### Work required
In the records below, take the line with "boulder with a single marker." and all lines after it, and copy them exactly, pictures excluded.

START Source information

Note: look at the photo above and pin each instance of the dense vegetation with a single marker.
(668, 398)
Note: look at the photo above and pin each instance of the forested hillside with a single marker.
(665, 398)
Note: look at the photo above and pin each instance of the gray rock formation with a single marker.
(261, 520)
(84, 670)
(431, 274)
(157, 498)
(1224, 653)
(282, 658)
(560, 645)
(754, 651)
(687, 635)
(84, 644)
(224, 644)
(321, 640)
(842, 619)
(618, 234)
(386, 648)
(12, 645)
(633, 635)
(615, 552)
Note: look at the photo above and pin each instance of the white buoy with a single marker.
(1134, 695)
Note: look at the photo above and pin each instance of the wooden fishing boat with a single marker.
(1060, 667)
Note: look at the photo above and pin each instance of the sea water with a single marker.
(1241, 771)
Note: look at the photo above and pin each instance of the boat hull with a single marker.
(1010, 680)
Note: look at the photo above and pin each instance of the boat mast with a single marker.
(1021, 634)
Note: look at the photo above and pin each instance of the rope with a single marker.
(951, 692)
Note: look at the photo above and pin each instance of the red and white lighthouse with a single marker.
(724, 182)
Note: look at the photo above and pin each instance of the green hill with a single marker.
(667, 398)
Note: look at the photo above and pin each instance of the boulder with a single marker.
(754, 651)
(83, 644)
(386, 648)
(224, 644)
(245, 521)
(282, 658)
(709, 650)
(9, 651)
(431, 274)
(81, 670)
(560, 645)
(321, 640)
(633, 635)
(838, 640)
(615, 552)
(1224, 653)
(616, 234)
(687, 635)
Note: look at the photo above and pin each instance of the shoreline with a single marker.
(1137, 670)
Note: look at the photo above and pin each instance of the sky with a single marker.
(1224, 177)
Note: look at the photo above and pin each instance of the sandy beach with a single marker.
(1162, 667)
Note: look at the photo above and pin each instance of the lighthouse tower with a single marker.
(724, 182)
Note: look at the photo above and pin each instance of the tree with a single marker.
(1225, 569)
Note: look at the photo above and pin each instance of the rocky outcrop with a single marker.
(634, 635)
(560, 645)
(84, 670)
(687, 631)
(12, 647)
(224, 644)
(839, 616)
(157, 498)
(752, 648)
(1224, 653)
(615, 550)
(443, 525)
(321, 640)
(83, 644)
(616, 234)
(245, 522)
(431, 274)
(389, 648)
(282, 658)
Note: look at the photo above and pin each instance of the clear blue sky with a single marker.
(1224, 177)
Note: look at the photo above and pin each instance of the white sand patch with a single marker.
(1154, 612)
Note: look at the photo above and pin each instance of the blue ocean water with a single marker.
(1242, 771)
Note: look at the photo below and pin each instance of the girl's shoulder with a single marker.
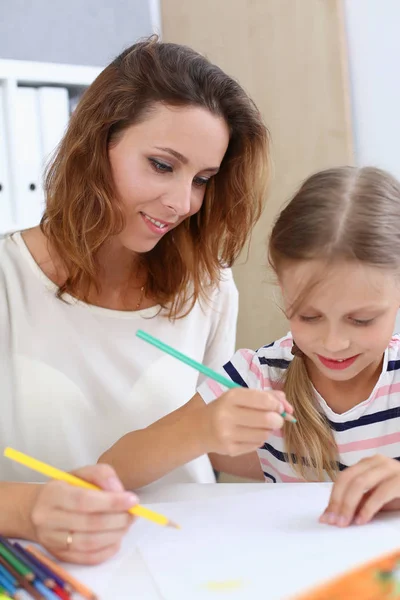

END Source information

### Exercise response
Note: look at the photo above and pin each instance of the boulder with a single marker.
(754, 651)
(83, 644)
(386, 648)
(224, 644)
(245, 521)
(282, 658)
(709, 650)
(9, 651)
(431, 274)
(81, 670)
(560, 645)
(321, 640)
(633, 635)
(838, 640)
(615, 552)
(1224, 653)
(616, 234)
(687, 635)
Note: look at the photo above and pin each instance of the shoreline with a single marker.
(1137, 670)
Note: look at the photo above and pin each instance of the sky with a single marker.
(1224, 177)
Note: look at the photo above and pin each instance of the sandy beach with a single marker.
(1162, 667)
Note: look at the photo above and pin each instance of the lighthouse tower with a single marker.
(724, 182)
Note: look at the photo above and pin each instance of the tree with a single marker.
(1225, 569)
Note: look at the photo above and pin each instance of the rocky outcrop with a single marker.
(634, 635)
(560, 645)
(84, 670)
(687, 631)
(12, 647)
(224, 644)
(839, 616)
(157, 498)
(752, 648)
(1224, 653)
(615, 550)
(443, 525)
(321, 640)
(83, 644)
(616, 234)
(245, 522)
(431, 274)
(389, 648)
(282, 658)
Note: look at the photo above and pin each instance of the clear blue sky with a single marker.
(1224, 177)
Note: look at the photo above and pin each instance of the white sand patch with a single marker.
(1154, 612)
Note: look at the photo above and pin each instance of the blue ocean water with a single marker.
(1242, 771)
Note: look at the photo below and pin each instance of the girl's shoulder with a single marker.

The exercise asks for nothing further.